(EXERCISE PROMPT)
Can you copy the rows word for word, beginning at the line that contains "361, row 129." and stopping after the line that contains "column 245, row 51"? Leave any pictures out of your copy.

(GIVEN DATA)
====================

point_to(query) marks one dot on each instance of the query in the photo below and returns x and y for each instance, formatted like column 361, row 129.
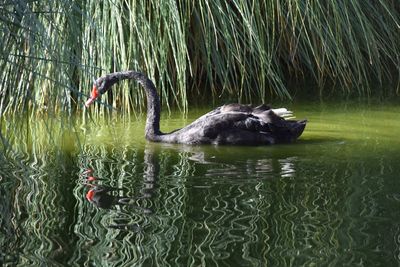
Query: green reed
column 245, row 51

====================

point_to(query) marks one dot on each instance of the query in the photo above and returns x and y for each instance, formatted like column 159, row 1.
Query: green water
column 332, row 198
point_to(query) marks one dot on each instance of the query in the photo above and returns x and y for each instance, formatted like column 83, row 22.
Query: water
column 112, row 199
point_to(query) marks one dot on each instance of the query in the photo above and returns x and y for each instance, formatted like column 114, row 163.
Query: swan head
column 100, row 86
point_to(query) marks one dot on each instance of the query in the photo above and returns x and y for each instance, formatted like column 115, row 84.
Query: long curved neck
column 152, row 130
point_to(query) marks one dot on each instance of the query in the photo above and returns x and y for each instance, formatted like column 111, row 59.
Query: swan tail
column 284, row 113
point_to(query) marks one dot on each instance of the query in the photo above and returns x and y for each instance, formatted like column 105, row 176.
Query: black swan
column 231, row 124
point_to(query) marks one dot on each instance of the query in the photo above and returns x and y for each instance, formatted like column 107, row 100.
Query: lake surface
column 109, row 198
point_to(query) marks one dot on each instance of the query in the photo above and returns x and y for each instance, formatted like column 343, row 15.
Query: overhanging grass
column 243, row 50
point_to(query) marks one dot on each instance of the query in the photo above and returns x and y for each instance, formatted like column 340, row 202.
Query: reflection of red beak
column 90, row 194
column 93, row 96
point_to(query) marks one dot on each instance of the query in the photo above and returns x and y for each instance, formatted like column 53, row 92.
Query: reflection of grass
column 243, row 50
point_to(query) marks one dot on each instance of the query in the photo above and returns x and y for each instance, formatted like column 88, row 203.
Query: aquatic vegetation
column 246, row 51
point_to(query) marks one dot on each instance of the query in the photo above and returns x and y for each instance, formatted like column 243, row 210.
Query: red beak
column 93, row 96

====================

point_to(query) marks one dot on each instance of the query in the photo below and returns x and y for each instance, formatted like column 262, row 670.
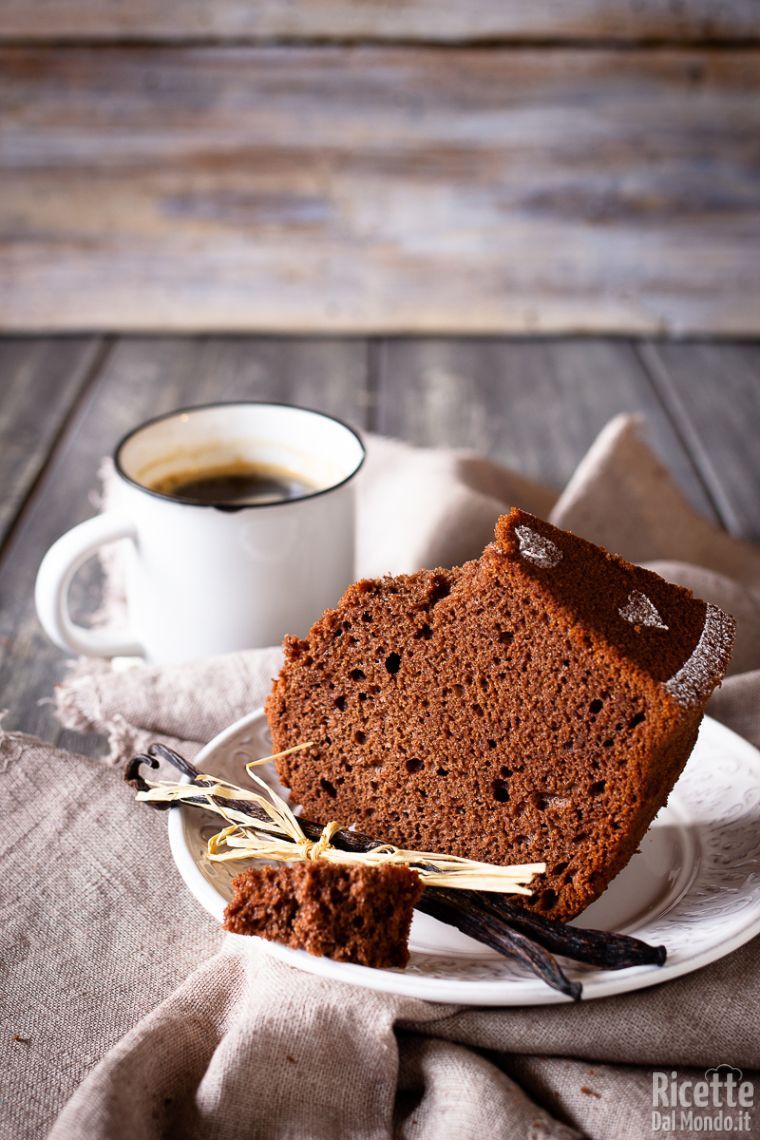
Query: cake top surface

====================

(REPLY)
point_to(query) marks one dot on each instance of the query in the photo below and returns x and y for each instance, formatted like column 361, row 129.
Query: green reed
column 245, row 51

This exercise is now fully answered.